From the items below, gather every line that contains the string "eyebrow", treating uppercase and lowercase as different.
>> Begin RECORDS TO USE
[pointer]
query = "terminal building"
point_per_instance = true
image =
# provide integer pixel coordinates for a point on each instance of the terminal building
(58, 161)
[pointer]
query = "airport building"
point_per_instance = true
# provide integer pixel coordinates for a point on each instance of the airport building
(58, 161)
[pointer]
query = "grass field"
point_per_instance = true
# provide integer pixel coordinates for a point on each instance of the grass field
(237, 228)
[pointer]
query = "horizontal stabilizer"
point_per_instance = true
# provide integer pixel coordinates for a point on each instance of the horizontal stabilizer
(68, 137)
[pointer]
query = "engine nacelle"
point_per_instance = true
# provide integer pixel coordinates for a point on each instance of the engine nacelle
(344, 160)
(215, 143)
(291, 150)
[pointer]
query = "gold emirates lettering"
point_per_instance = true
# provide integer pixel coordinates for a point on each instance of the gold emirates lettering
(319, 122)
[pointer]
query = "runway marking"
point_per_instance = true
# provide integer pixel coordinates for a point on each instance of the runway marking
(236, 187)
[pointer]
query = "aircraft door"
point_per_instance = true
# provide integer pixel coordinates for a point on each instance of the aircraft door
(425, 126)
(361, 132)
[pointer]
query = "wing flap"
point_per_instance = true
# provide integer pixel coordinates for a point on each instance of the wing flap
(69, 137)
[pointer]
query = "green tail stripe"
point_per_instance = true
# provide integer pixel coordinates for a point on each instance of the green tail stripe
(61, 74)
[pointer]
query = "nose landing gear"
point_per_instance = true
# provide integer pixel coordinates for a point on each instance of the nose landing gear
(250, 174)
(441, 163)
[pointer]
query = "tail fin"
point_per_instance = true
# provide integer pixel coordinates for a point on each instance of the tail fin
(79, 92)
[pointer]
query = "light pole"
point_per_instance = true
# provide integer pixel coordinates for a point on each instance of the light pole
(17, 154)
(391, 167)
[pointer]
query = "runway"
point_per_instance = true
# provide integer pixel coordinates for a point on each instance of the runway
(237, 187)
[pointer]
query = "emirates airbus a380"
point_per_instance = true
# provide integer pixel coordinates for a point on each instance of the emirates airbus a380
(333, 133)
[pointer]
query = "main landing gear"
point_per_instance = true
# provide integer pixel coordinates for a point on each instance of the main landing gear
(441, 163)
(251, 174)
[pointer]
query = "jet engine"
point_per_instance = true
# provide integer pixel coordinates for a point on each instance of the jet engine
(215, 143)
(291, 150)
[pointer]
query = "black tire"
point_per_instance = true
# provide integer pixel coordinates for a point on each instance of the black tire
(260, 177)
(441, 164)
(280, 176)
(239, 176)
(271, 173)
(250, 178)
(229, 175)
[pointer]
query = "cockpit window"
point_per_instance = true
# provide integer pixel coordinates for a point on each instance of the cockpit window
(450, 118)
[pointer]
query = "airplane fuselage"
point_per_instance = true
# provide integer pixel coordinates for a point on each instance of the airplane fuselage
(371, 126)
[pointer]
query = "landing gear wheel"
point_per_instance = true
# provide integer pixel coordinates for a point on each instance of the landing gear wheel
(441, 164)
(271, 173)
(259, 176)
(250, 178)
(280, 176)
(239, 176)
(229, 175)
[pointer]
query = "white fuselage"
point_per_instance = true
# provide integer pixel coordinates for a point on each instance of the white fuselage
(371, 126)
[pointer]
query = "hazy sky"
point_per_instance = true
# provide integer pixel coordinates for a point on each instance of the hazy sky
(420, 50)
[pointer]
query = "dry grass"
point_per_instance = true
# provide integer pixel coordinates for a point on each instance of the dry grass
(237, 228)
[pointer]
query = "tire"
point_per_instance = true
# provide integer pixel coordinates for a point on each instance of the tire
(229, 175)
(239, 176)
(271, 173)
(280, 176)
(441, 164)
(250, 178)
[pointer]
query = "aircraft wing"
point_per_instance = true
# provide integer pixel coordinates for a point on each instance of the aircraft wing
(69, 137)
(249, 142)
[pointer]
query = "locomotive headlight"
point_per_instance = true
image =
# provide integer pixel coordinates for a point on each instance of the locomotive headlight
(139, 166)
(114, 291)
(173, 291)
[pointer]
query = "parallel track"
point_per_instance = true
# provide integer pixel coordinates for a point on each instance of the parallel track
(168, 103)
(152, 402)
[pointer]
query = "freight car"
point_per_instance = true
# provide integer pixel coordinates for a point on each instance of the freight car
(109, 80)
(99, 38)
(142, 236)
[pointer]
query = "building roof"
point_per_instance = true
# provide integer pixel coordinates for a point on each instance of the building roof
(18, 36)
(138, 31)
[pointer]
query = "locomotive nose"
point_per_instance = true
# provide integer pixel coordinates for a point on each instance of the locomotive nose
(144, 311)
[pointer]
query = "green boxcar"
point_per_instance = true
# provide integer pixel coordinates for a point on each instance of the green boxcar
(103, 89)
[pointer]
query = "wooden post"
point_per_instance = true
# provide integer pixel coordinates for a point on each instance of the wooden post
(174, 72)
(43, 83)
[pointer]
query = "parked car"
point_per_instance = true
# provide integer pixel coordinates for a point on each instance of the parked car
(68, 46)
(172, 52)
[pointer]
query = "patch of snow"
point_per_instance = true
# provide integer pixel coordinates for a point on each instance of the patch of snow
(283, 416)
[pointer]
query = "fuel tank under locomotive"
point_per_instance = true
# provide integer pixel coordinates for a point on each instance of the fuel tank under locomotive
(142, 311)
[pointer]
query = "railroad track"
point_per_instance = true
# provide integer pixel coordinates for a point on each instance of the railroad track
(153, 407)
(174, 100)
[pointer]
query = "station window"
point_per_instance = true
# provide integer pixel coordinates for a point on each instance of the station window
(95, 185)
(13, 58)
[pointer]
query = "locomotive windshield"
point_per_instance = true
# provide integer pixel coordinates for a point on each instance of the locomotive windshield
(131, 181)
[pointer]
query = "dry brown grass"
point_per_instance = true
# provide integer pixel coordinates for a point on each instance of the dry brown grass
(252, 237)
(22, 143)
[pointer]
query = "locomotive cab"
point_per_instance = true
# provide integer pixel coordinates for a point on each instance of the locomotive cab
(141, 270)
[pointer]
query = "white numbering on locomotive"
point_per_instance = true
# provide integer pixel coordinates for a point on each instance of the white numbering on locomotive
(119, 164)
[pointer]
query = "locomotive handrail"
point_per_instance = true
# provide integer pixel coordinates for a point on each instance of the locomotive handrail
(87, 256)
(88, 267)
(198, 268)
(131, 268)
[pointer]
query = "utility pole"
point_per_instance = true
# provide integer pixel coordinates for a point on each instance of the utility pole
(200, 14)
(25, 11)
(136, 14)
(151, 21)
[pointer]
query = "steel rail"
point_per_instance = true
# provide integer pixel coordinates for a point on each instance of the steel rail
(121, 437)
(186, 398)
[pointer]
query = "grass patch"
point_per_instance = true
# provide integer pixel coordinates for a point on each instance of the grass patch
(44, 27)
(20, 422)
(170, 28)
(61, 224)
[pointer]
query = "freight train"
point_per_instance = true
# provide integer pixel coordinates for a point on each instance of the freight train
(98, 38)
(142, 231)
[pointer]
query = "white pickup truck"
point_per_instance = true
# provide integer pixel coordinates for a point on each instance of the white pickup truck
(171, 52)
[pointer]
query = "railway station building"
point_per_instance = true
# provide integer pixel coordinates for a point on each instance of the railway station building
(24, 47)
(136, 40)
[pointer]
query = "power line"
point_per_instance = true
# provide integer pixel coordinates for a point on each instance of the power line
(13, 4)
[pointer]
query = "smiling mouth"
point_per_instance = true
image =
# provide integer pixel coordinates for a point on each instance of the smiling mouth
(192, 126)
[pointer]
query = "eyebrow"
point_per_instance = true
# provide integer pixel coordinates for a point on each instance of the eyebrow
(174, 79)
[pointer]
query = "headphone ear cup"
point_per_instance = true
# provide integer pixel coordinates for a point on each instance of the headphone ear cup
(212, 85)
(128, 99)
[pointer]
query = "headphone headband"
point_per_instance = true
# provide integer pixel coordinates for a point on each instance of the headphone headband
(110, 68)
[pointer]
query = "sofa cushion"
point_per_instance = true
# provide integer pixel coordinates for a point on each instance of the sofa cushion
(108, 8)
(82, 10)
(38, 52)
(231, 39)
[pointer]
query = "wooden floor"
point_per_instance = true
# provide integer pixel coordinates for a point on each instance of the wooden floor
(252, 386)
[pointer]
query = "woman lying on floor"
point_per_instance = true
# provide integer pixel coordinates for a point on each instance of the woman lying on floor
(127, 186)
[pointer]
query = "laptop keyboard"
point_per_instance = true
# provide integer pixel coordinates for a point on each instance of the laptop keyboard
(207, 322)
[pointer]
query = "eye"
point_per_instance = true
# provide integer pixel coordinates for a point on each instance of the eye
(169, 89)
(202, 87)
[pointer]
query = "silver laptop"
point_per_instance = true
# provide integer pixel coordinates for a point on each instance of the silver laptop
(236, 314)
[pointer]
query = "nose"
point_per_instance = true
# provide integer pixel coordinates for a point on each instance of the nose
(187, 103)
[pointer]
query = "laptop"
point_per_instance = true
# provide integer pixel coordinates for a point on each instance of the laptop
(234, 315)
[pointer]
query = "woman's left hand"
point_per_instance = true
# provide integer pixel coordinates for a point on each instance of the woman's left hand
>> End RECORDS TO USE
| TASK SOLUTION |
query = "eyebrow"
# provide integer pixel coordinates for a point on each instance of the eyebrow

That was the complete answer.